## Data to process
****************************************

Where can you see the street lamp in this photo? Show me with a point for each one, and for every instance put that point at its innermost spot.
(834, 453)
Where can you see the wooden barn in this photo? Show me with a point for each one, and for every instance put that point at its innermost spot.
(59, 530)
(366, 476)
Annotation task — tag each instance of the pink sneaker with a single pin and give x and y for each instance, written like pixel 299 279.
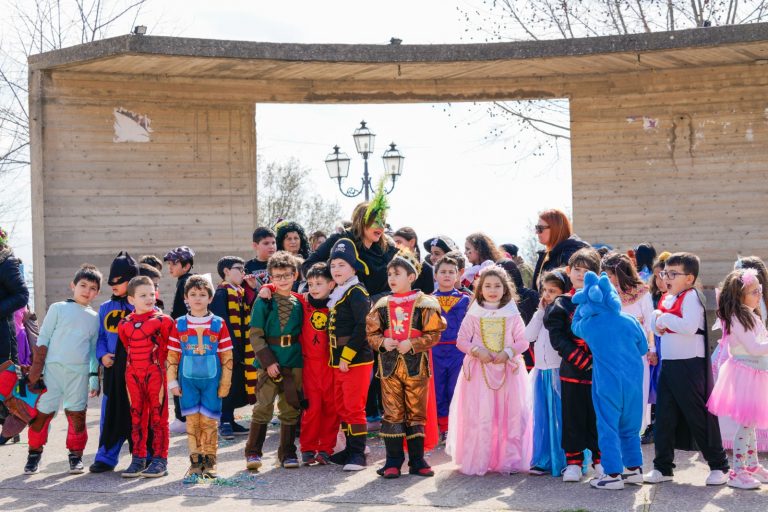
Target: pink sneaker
pixel 759 473
pixel 742 480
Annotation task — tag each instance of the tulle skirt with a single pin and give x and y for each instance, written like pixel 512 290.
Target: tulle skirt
pixel 740 392
pixel 490 424
pixel 547 421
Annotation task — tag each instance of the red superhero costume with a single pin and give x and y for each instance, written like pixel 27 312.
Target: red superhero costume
pixel 145 338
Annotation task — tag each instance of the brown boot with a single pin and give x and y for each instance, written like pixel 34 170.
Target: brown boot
pixel 254 445
pixel 286 452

****************************************

Rewrite the listing above so that every "Annotation task" becomes "Labeling job", with nothing else changed. Leave the pictures out.

## The solution
Where can you see the street lamp in this photo? Show me with a point for each one, and for every instance put that point at its innermost spot.
(834, 453)
Where can you see the wooden barn in this photo? Show me with a point for each one, and for every instance put that point at its innermost spot.
(59, 530)
(366, 476)
Labeling job — tag each instance of the pink sneaker with a single pin and give x and y for each instance, written like pixel 299 279.
Target: pink sneaker
pixel 759 473
pixel 742 480
Labeling job — tag each instance of the tulle skirt with a single pin and give x and y for each instance, written like pixel 512 290.
Target: tulle skirt
pixel 740 392
pixel 490 424
pixel 547 421
Labeling job — tag each instance of the red superhero costume with a single pin and give x and y for each instance, written like pixel 27 312.
Target: red superhero costume
pixel 145 338
Labeling job — tag each instance of the brown boot with a single pin and give x and y for each instance, written like pixel 34 170.
Target: brown boot
pixel 254 445
pixel 286 452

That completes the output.